### Bereitgestellter Text
Aus dem bei einer Blutuntersuchung ermittelten THC-Carbonsäure-Wert (THC-COOH) kann auf die Häufigkeit der Einnahme von Cannabis geschlossen werden. Eine Konzentration von deutlich mehr als 75 ng/ml THC-COOH bei einer Blutentnahme nach Ankündigung in einem Zeitraum von bis zu 8 Tagen lässt auf regelmäßigen Konsum schließen.

Der Wert muss bei einer sofortigen Blutentnahme wegen der fehlenden Abbaumöglichkeit zwischen Ankündigung und Blutentnahme relativiert werden. Bei anlassbezogener Blutentnahme (also zeitnah zur Verkehrsteilnahme) kann der Nachweis für regelmäßige Einnahme von Cannabis erst ab einen THC-COOH-Wert von mehr als 150 ng/ml als geführt angesehen werden.

Steht regelmäßige Einnahme von Cannabis und damit Ungeeignetheit fest, dann erfolgt die Entziehung der Fahrerlaubnis ohne Anordnung eines Gutachtens. Aber: allein aus dem Besitz von Marihuana lässt sich auf einen regelmäßigen, die Fahreignung ausschließenden Konsum, nicht schließen.

Gelegentliche Einnahme von Cannabis Die gelegentliche Einnahme von Cannabis hat keine Fahrungeeignetheit zur Folge, wenn der Konsum von Cannabis und Fahren getrennt werden kann und kein zusätzlicher Gebrauch von Alkohol oder anderen psychoaktiv wirkenden Stoffen, keine Störung der Persönlichkeit und kein Kontrollverlust vorliegen.
######
### Liste der Einträge
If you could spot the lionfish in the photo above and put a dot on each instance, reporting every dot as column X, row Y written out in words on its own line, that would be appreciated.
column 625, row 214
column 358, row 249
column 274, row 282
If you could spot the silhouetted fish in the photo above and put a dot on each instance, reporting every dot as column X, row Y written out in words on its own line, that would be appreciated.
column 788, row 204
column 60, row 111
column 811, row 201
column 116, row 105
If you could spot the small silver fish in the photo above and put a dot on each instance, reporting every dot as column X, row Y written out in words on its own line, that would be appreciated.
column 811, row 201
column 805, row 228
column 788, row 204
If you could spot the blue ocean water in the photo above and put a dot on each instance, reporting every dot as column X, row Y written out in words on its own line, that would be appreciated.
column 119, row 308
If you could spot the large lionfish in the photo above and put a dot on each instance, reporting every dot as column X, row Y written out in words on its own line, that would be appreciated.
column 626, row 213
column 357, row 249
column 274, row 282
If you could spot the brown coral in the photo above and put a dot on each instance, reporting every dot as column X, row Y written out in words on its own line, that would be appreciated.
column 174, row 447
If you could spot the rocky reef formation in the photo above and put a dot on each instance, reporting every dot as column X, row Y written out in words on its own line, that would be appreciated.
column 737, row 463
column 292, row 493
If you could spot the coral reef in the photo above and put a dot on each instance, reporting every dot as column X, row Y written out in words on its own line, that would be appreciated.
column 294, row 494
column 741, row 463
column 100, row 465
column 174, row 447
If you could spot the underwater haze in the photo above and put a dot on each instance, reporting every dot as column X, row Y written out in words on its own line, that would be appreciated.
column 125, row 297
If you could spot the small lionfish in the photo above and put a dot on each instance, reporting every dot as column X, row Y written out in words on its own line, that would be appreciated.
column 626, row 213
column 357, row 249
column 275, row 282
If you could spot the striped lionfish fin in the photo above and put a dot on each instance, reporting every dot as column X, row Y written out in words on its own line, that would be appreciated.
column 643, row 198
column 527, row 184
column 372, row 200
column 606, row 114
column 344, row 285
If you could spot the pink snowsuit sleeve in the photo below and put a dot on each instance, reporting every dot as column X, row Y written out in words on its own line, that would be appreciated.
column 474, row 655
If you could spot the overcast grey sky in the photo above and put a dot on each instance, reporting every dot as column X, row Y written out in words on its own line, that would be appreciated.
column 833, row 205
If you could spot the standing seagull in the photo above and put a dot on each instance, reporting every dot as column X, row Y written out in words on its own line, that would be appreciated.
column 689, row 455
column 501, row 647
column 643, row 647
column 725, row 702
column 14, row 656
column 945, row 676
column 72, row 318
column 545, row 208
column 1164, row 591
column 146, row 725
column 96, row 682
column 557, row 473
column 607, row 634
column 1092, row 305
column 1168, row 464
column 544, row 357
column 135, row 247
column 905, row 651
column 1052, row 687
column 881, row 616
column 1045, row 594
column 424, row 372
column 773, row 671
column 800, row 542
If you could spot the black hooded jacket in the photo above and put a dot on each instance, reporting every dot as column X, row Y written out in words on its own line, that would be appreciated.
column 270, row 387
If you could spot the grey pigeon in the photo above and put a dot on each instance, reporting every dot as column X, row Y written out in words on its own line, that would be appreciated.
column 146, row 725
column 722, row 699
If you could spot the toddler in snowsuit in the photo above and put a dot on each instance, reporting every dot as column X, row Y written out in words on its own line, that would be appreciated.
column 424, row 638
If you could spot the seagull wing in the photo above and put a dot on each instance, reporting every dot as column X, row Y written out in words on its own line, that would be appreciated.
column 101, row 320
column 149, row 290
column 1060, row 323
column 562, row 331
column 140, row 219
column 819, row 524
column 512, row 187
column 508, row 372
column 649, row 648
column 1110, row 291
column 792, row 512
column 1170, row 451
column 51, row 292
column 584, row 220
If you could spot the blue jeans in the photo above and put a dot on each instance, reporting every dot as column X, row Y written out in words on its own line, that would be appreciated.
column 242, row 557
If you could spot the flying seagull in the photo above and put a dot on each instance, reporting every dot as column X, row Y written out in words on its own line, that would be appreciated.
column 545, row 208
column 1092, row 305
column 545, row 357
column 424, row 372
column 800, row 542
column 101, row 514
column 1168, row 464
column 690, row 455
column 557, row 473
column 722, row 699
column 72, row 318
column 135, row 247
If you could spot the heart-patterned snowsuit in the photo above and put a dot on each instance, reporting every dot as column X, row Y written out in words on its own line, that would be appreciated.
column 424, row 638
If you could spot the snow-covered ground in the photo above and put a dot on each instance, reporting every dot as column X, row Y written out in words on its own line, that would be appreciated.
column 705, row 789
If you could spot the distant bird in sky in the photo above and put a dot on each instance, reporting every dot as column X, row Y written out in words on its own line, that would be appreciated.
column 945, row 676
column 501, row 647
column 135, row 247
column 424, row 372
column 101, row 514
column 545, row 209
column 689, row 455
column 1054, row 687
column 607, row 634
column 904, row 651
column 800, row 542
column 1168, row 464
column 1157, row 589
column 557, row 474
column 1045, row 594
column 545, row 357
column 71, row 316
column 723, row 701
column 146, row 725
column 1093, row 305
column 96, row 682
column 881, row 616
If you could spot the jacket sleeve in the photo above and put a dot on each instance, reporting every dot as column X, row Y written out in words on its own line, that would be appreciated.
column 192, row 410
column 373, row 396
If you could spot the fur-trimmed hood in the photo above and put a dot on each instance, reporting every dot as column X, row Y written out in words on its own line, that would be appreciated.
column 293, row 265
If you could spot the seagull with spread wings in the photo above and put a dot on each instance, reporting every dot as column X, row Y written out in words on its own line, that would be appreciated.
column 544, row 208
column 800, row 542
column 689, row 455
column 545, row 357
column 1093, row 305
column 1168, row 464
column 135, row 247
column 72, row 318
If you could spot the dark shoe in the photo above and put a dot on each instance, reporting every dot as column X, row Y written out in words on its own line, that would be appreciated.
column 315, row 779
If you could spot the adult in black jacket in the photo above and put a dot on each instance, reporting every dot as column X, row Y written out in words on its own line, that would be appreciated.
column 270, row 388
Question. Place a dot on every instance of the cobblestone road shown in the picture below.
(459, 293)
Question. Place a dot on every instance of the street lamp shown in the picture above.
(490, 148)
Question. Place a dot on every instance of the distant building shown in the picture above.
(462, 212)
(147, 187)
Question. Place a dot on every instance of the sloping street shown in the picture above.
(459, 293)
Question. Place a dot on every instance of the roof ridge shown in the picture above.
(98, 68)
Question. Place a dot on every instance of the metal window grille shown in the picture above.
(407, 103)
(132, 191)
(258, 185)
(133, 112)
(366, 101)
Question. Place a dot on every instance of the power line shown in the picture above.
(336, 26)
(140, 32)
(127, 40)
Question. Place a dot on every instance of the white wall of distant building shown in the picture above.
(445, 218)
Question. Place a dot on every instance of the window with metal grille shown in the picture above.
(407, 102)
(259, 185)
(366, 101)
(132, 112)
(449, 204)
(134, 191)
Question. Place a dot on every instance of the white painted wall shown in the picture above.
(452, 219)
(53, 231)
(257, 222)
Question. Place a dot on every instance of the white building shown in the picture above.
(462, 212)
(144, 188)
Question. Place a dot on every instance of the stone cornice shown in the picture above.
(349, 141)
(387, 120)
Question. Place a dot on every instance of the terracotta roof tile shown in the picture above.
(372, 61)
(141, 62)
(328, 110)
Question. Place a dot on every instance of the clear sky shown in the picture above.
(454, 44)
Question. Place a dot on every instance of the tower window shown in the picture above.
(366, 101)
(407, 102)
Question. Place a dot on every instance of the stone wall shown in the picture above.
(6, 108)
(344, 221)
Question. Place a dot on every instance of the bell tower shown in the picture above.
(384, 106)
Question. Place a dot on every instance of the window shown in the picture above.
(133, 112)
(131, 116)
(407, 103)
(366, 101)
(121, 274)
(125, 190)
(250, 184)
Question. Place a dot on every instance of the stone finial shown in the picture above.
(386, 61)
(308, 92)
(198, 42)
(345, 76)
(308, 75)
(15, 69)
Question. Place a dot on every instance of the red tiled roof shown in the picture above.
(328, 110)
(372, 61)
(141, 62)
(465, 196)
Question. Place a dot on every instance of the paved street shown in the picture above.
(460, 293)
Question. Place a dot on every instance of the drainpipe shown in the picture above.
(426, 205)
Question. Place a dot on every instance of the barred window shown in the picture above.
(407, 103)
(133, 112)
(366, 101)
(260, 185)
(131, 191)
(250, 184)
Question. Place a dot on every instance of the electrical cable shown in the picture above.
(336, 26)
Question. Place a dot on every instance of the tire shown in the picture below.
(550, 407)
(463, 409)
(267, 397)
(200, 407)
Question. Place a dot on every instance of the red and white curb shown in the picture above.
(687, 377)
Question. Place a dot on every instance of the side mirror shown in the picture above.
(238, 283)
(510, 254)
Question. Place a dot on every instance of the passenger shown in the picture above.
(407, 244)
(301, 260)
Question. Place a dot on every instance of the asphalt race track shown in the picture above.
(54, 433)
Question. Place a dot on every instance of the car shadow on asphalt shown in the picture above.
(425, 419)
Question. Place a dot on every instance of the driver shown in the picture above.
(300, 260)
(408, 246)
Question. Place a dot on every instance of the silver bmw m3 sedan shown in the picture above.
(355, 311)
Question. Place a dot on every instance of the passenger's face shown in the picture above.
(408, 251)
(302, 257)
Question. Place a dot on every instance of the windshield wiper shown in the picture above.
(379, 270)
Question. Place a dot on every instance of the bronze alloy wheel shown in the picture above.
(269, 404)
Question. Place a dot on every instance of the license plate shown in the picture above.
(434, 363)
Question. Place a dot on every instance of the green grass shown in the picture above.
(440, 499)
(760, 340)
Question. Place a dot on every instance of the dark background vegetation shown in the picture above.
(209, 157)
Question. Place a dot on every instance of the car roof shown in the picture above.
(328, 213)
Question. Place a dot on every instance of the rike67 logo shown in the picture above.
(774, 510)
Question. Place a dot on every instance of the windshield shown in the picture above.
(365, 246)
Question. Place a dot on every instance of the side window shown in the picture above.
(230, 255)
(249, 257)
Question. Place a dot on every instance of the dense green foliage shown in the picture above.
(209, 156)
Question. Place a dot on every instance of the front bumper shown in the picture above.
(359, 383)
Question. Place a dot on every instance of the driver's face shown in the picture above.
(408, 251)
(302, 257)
######
- [Aufgaben]
1. Ab welchem THC-COOH-Wert gilt laut dem Text zu Cannabis und Fahrerlaubnis der Nachweis regelmäßiger Einnahme bei anlassbezogener Blutentnahme als geführt?
2. Führen Sie den Text zu Cannabis und Fahrerlaubnis im Anschluss an seinen letzten Satz fort.

- [Erwartete Ergebnisse]
1. Ab einem THC-COOH-Wert von mehr als 150 ng/ml.

2.
Gelegentlicher Konsum liegt vor, wenn der Konsument die Droge mehrmals, aber deutlich weniger als täglich zu sich nimmt.

Zweimaliger Konsum
ist gelegentlicher Konsum, wenn es sich um zwei selbständige Konsumvorgänge handelt. Dabei ist es nicht notwendig, dass die einzelnen Konsumepisoden länger auseinanderliegen. Der zweite Konsum muss jedoch darauf angelegt sein, sich nach dem ersten Konsum ein neues Rauscherlebnis zu verschaffen, muss also mehr als nur die Fortsetzung oder Intensivierung des ersten Rauschzustandes sein, denn sonst ist von einem einheitlichen, einmaligen Konsumvorgang auszugehen.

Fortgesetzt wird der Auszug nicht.